Trecho do texto
.....

Entrevista Nota 10: Alex Minkin e a conexão religiosa entre as tradições judaicas e os terreiros afro-brasileiros

seg, 12 maio 2025 18:16

Entrevista Nota 10: Alex Minkin e a conexão religiosa entre as tradições judaicas e os terreiros afro-brasileiros

Diretor do documentário “Saravá Shalom” esteve na Unifor para a pré-estreia do filme, que reflete sobre o impacto das diásporas étnicas e como diferentes culturas podem se unir em um único “terreiro encantado”


Antropólogo visual, ativista cultural e diretor da ONG Ticún Brasil, Alex é considerado uma importante figura da cultura brasileira no mundo judaico (Foto: Ares Soares)
Antropólogo visual, ativista cultural e diretor da ONG Ticún Brasil, Alex é considerado uma importante figura da cultura brasileira no mundo judaico (Foto: Ares Soares)

A diversidade étnica e cultural se apresenta como uma das características mais marcantes do Brasil, o que possibilita conexões e interseccionalidades entre costumes e até mesmo práticas religiosas de povos distintos e, aparentemente, distantes. Um exemplo disso é a ponte entre o Judaísmo e as religiões afro-brasileiras apresentada pelo documentário “Saravá Shalom” (2025).

.....

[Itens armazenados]
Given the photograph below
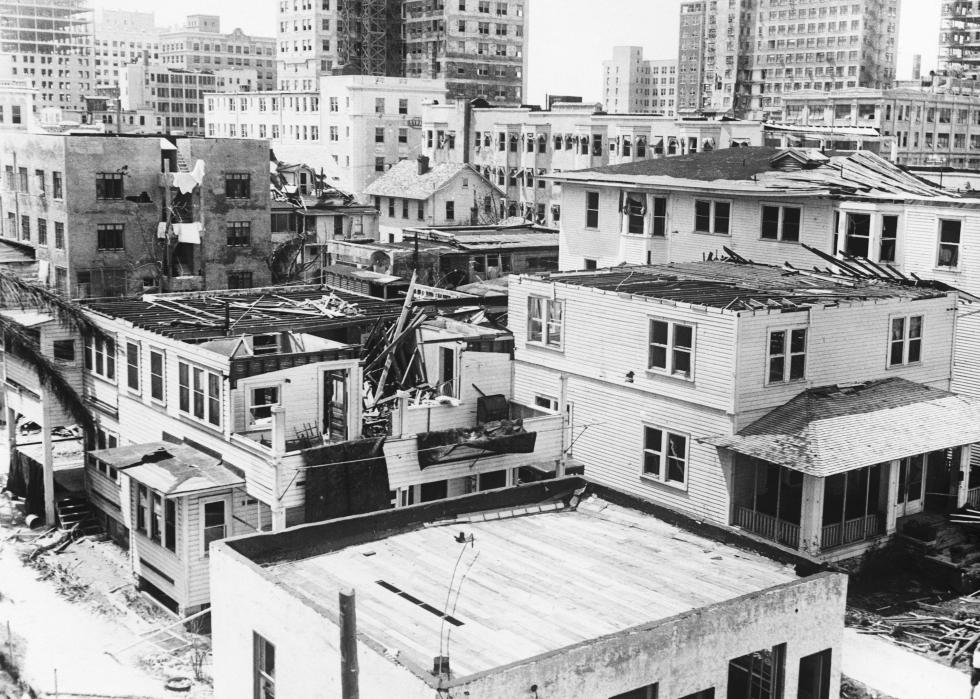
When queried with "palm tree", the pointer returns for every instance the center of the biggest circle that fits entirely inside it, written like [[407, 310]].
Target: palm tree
[[17, 292]]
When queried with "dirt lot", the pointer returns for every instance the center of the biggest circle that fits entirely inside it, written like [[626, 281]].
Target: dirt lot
[[75, 612]]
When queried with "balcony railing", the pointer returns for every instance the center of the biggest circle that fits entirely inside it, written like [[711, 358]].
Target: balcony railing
[[768, 527], [851, 530]]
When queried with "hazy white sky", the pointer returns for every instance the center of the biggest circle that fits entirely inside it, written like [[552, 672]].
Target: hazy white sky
[[568, 38]]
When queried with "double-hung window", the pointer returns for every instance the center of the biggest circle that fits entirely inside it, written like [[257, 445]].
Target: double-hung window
[[100, 357], [949, 243], [905, 340], [712, 216], [671, 348], [545, 321], [199, 393], [591, 209], [787, 355], [665, 456], [781, 223]]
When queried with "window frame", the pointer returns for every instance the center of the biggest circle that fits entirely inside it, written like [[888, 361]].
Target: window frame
[[546, 322], [663, 456], [713, 216], [671, 349], [780, 236], [787, 354], [939, 244], [906, 340]]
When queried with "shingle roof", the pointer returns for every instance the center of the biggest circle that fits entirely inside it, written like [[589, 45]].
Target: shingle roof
[[833, 429], [740, 286], [404, 181]]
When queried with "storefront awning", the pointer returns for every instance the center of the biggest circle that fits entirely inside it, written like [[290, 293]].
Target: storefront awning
[[175, 470], [834, 429]]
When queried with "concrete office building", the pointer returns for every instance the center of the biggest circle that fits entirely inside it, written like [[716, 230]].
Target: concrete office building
[[48, 43], [200, 45], [122, 37], [633, 85], [741, 58]]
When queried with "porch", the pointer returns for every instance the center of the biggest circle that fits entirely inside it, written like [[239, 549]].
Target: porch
[[824, 501]]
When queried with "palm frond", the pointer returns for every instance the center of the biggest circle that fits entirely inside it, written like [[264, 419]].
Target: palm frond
[[15, 291], [20, 344]]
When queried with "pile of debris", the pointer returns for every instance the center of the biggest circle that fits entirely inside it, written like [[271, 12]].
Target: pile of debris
[[950, 632]]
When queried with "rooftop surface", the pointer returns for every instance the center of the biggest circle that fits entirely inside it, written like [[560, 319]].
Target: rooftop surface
[[765, 169], [740, 286], [832, 429], [204, 315], [526, 585]]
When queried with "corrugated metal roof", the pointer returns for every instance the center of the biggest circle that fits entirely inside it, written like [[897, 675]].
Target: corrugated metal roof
[[834, 429]]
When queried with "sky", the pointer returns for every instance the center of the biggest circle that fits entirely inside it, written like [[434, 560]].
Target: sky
[[568, 39]]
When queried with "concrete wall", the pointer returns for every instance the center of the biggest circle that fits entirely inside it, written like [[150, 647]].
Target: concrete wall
[[684, 654]]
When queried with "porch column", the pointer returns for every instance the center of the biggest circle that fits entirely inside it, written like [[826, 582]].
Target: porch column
[[963, 469], [811, 515], [891, 509], [50, 516]]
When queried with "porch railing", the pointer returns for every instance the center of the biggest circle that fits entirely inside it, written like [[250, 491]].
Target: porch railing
[[768, 527], [851, 530], [973, 497]]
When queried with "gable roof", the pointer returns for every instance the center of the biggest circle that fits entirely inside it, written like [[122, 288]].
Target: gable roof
[[404, 181], [833, 429]]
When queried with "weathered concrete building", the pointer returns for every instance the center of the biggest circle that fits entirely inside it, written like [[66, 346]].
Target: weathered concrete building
[[114, 216], [560, 593]]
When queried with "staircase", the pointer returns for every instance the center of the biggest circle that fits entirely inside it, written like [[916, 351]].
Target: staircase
[[72, 511]]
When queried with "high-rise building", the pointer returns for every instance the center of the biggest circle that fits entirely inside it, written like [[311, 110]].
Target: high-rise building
[[740, 57], [959, 38], [476, 46], [200, 45], [48, 44], [632, 85], [122, 37], [317, 37]]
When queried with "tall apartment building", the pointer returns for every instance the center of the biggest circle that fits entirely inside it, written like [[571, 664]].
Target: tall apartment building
[[740, 58], [120, 38], [632, 85], [959, 38], [315, 37], [476, 46], [48, 43], [354, 126], [200, 45]]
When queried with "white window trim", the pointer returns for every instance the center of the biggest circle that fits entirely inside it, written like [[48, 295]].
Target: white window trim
[[959, 245], [668, 371], [662, 478], [779, 233], [905, 340], [787, 355], [713, 202], [250, 422], [545, 318]]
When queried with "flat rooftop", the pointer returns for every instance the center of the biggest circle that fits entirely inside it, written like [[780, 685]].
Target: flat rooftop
[[741, 286], [534, 580]]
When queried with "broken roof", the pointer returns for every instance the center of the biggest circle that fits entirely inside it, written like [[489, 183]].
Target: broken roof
[[757, 169], [739, 286], [206, 315], [404, 181], [175, 470], [833, 429]]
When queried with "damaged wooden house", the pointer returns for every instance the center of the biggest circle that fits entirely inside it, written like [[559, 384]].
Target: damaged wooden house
[[809, 409], [223, 413]]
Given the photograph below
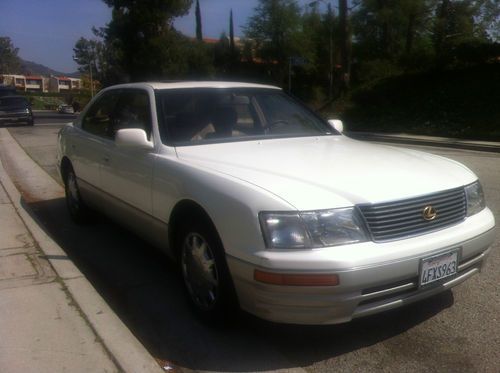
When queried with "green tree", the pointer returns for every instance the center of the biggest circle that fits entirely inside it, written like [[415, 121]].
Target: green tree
[[274, 27], [145, 43], [9, 61], [199, 34]]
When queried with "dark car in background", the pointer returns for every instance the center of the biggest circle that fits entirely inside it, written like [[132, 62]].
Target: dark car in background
[[15, 109]]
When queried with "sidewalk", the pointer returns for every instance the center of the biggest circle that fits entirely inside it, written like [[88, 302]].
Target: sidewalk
[[51, 318], [402, 138]]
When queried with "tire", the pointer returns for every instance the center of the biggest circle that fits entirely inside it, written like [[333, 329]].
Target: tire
[[207, 282], [77, 208]]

.....

Conjunto de tarefas
A. Relacione as três funções atribuídas a Alex Minkin na legenda da foto da matéria sobre o documentário “Saravá Shalom”.
B. Dê prosseguimento à matéria sobre o documentário “Saravá Shalom” a partir de sua última frase.

Respostas por tarefa
A. Antropólogo visual; ativista cultural; diretor da ONG Ticún Brasil.

B.
Dirigido por Alex Minkin — antropólogo visual, ativista cultural e diretor da ONG Ticún Brasil —, o filme é mais que um documentário: é uma verdadeira obra de arte e ferramenta de cura, que visa confrontar os traumas de intolerância inter-religiosa que perduram ao longo de várias gerações.

A produção aborda com sensibilidade e profundidade as histórias de descendentes de escravizados africanos, indígenas e judeus, com foco especial em André Feitosa, artista cearense e personagem central do filme. “Saravá Shalom” entrelaça essas diversas histórias e ritualísticas, propondo um espaço de reflexão sobre o impacto das diásporas e como diferentes culturas podem se unir em um único “terreiro encantado”.

No dia 8 de maio, Alex Minkin esteve no campus da Universidade de Fortaleza, instituição mantida pela Fundação Edson Edson Queiroz, para promover a pré-estreia exclusiva do documentário. Após a exibição da obra, houve um momento de debate sobre o cinema sob a perspectiva do diálogo intercultural. O evento foi promovido pela Divisão de Arte e Cultura da Vice-Reitoria de Extensão da Unifor, em parceria com o curso de Cinema e Audiovisual.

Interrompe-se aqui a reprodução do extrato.